How do I map with rarely used state in clojure? - clojure

The situation is as follows: I'm transforming a sequence of values. The transformation of each value breaks down into a number of different cases. Most values are completely independent of each other. However there is one special case that requires me to keep track of how many special cases I've encountered so far. In imperative programming this is pretty straightforward:
int i = 0;
List<String> results = new ArrayList<>();
for (String value : values) {
if (case1(value)) {
results.add(handleCase1(value));
} else if (case2(value)) {
...
} else if (special(value)) {
results.add(handleSpecial(value, i));
i++;
}
}
However in Clojure the best I've come up with is:
(first
(reduce
(fn [[results i] value]
(cond
(case-1? value) [(conj results (handle-case-1 value)) i]
(case-2? value) ...
(special? value) [(conj results (handle-special value i))
(inc i)]))
[[] 0] values))
Which is pretty ugly considering that without the special case this would become:
(map #(cond
(case-1? %) (handle-case-1 %)
(case-2? %) ...)
values)
The trouble is that I'm manually stitching a sequence together during the reduction. Also most cases don't even care about the index but must nonetheless pass it along for the next reduction step.
Is there a cleaner solution to this problem?

Sometimes code using loop and recur looks better than the equivalent code using reduce.
(loop [[v & more :as vs] values, i 0, res []]
(if-not (seq vs)
res
(cond
(case-1? v) (recur more i (conj res (handle-case-1 v)))
(case-2? v) (recur more i (conj res (handle-case-2 v)))
(special? v) (recur more (inc i) (conj res (handle-special i v))))))
Since there seems to be some demand, here is a version that produces lazy sequence. Customary warnings about premature optimization and keeping it simple apply.
(let [handle (fn handle [[v & more :as vs] i]
(when (seq vs)
(let [[ii res] (cond
(case-1? v) [i (handle-case-1 v)]
(case-2? v) [i (handle-case-2 v)]
(special-case? v) [(inc i) (handle-special i v)])]
(cons res (lazy-seq (handle more ii))))))]
(lazy-seq (handle values 0)))

You want a purely functional approach? Try using a Map collection for your temporary value needs. This keeps your results nice and clean, and an easy way to access those temporary values when needed.
When we encounter a special value, we also update the counter in the map as well as the result list. This way we can use reduce to store some state as we process, but keep everything purely functional without atoms.

(SUPPLIED MATERIAL)
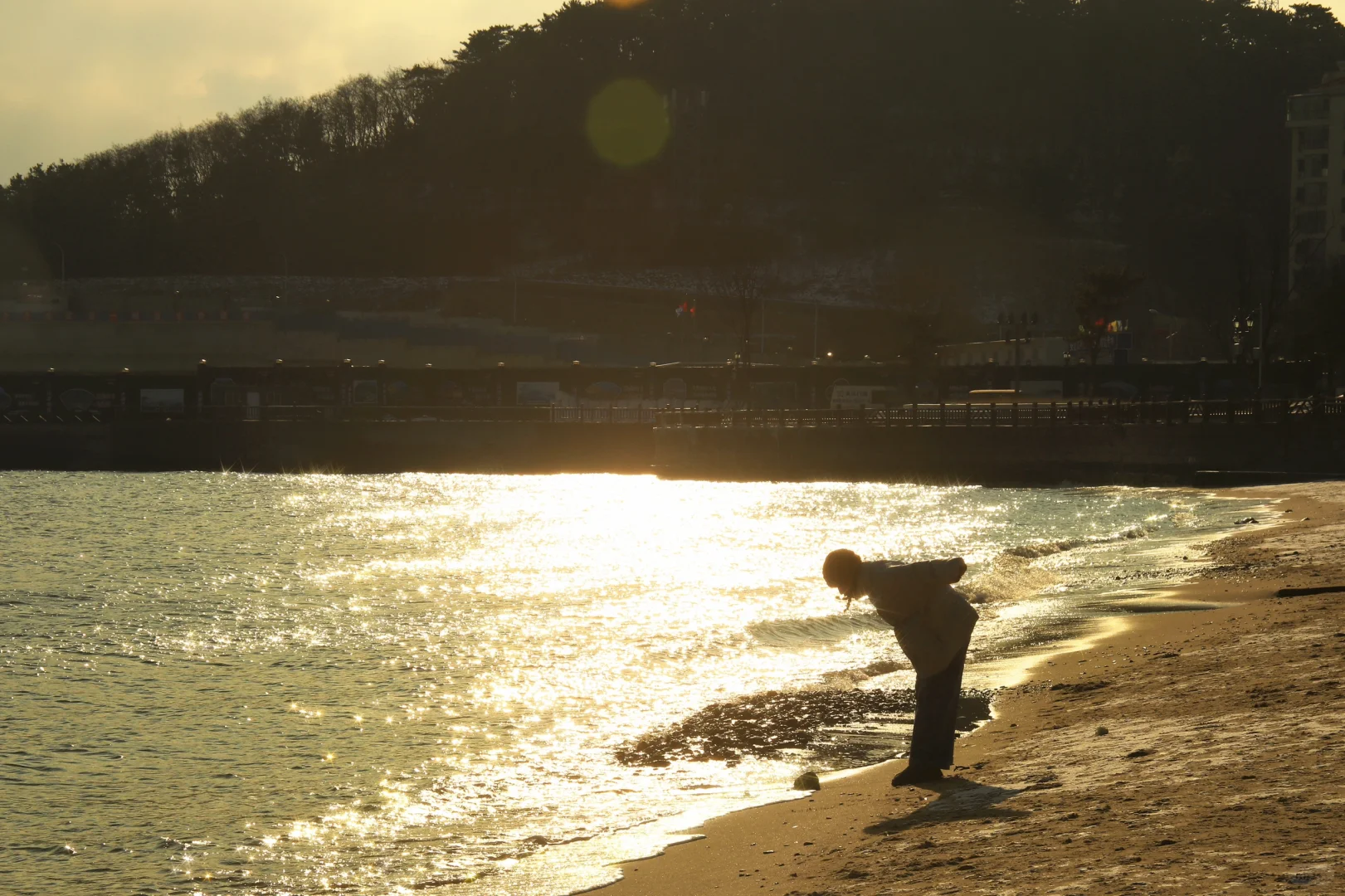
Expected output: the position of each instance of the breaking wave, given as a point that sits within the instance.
(1036, 549)
(827, 629)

(GOAL OF THE EXERCISE) Condense the paragraph of the Clojure thread that begins "The situation is as follows" into a short bulleted list that keeps its main facts.

(WRITTEN RESPONSE)
- A sequence of values is being transformed.
- Each value's transformation falls into one of several cases.
- Most values are independent of each other.
- One special case needs a count of how many special cases have been seen so far.
- In imperative programming this is straightforward.